SOURCE EXTRACT:
---

The best record store in the world?


Let's celebrate the best record stores in the world before they are all submerged beneath characterless web sites and anonymous file downloads. One of the truly great stores is shown in my photos here. Rombaux at Mallebergplaats 13 in Bruges, Belgium opened as a piano retailer in the early 1920s, and has remained an independent store which is now run by the third generation of the original owners. The piano origins of the business can be seen in the legend over the door in the final photo in my sequence.


Despite retaining its traditional look Rombaux's store has moved with the times. It has recently been completely refitted with floor to ceiling CD browsers to hold their massive range and their is a separate room for opera recordings with auditioning equipment. The company also continues to sell pianos and other instruments and the store next to the current one has been acquired for a new instrument showroom.


This is a classical music store, but jazz and world music are also stocked. There is no discounting, so given the current strength of the Euro prices reflect the quality of the store. Visit the Rombaux web site here. Despite the prices I defy anyone to visit this store and not leave with a pile of CDs. Below are details of just two of the new recordings with local connections that I bought there.


Hans Neusidler - music for renaissance lute played by Bart Roose. Flanders has a particularly rich musical heritage and continues to be home to a thriving music scene. The emphasis is on early music but, like the country itself, tastes are catholic and we were in Bruges for the John Cage Happening. Lutenist Bart Roose was born in Ostend in 1962, studied in Ghent and Antwerp and now teaches at the Conservatoires of Aalter and Gentbrugge and lives in Bruges. Hans Neusidler was a leading figure of the German lute school of the sixteenth century, and the music on this recording dates from the 1530s. Released on the Belgian Passacaille label this CD is beautifully played and atmospherically recorded in the Maria-Aalter Chapel 'De Brooders van Liefde' in Flanders. Wonderful late night listening.

---

Point-annotation data:

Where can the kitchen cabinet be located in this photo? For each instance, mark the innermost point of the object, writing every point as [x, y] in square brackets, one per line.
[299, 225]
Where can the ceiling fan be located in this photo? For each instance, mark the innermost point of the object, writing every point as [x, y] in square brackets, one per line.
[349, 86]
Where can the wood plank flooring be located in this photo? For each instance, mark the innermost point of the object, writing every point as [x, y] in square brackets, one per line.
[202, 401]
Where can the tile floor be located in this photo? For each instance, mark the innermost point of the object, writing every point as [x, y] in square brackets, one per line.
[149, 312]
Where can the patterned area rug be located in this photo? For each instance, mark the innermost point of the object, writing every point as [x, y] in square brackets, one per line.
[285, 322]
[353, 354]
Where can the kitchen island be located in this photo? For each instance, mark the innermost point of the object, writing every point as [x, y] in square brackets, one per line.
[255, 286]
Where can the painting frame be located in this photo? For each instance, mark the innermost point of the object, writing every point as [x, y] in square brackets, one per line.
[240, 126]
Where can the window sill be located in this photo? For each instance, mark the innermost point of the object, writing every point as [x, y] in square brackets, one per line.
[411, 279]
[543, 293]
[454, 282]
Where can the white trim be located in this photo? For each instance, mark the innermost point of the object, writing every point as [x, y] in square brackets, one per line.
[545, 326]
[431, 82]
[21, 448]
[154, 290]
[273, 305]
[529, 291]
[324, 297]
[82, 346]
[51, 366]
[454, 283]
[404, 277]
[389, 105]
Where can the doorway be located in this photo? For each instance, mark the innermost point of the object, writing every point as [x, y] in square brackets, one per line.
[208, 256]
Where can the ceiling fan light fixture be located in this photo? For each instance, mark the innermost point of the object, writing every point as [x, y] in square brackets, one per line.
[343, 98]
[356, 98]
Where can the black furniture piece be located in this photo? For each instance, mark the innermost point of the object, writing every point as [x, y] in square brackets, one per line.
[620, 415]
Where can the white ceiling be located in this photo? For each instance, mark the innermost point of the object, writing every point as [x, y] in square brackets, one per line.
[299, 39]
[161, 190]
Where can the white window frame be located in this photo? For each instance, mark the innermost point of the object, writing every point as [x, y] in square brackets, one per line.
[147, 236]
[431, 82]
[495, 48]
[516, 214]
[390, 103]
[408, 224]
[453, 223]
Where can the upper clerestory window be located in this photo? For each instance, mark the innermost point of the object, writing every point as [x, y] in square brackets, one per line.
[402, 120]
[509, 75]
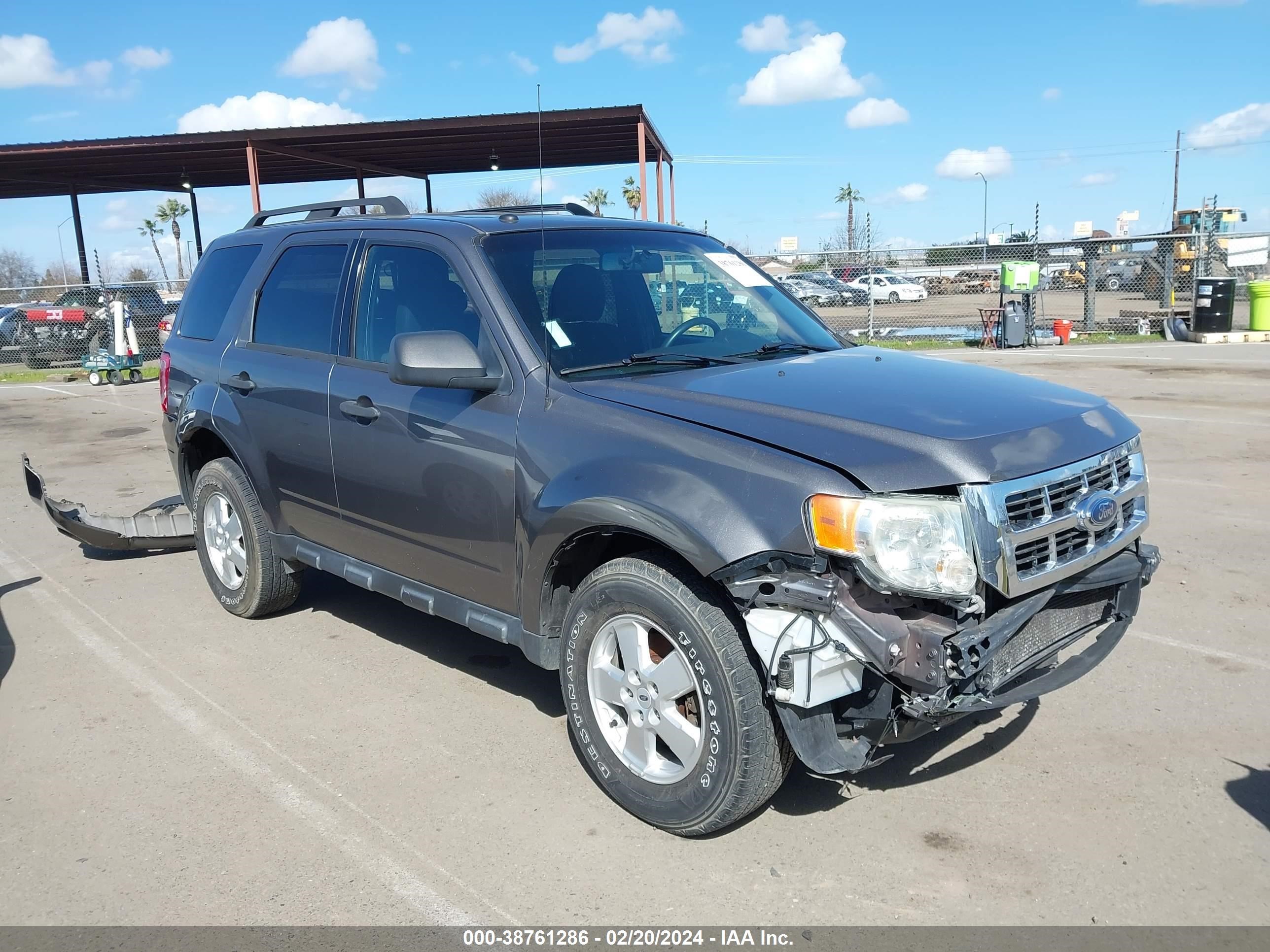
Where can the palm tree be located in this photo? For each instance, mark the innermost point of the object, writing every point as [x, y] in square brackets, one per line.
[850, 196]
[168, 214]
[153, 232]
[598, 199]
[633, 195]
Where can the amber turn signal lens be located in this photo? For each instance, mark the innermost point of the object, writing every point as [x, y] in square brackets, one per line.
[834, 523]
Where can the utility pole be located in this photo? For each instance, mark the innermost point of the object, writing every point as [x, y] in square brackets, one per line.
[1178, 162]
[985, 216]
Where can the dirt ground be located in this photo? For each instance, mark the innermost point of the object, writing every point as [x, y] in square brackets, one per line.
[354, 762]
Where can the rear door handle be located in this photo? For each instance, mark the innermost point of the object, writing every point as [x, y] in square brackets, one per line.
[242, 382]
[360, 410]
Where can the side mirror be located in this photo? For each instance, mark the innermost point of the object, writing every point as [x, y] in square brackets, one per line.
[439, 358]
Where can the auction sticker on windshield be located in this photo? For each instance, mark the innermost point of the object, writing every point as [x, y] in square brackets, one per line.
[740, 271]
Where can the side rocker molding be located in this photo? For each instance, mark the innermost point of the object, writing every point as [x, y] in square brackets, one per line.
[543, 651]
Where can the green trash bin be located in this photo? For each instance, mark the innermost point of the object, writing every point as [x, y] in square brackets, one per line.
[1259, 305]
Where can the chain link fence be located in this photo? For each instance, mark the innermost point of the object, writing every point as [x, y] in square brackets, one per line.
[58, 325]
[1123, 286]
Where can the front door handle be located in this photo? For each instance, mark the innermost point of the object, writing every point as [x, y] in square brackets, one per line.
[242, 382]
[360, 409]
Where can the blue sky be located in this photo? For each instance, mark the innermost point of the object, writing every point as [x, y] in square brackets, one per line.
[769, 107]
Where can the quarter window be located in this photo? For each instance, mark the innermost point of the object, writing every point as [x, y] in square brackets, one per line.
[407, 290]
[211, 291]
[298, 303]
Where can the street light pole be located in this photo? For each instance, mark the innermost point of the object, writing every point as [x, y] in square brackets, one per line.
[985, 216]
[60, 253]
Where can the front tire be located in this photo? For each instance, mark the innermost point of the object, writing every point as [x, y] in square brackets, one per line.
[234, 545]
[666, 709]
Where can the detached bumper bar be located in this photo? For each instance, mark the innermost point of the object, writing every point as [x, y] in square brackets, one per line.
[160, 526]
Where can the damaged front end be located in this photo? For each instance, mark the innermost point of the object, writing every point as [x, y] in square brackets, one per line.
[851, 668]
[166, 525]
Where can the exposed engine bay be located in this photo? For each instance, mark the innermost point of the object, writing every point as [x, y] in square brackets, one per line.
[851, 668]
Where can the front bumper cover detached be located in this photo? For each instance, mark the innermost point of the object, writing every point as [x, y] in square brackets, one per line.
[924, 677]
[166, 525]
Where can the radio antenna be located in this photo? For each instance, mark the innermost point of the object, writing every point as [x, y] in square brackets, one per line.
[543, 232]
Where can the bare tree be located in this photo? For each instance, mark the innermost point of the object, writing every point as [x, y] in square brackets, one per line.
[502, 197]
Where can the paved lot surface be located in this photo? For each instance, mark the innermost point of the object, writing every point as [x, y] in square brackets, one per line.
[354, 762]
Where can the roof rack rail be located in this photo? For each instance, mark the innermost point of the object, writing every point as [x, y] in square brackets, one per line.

---

DIRECTION:
Could you pick up the record store post after its final sentence and keep it going?

TASK ANSWER:
Joseph Haydn - Harpsichord Concertos in F and G and Divertimento in F played by Ewald Demeyere with La Petite Bande directed by Sigiswald Kuijken. Another home team, young Belgian harpsichordist and regular bande member Ewald Demeyere studied in Antwerp while Sigiswald Kuijken was born in Brussels and studied in that city and at the Bruges Conservatoire. A typically spikey performance from La Petite Bande finely captured in the Doopsgezinde Kerk, Haarlem across the border in Holland. (Interestingly Doopsgezinde Kerk is a member of the Universal Mennonite Congregation - the Mennonites are a group of Christian Anabaptist denominations named after Dutchman Menno Simons [1496-1561] and are one of the historic peace churches committed to nonviolence and pacifism.) This excellent CD is released on the Accent Records label, which appropriately was founded in 1979 by the the Belgian maker of baroque recorders and transverse flutes Andreas Glatt.


Rombaux in Bruges is undoubtedly one of the best record stores in the world. Other examples of this much-needed but sadly threatened species gratefully received On An Overgrown Path. In the meantime I'll relish those few wonderful hours in Bruges when record shopping was fun again.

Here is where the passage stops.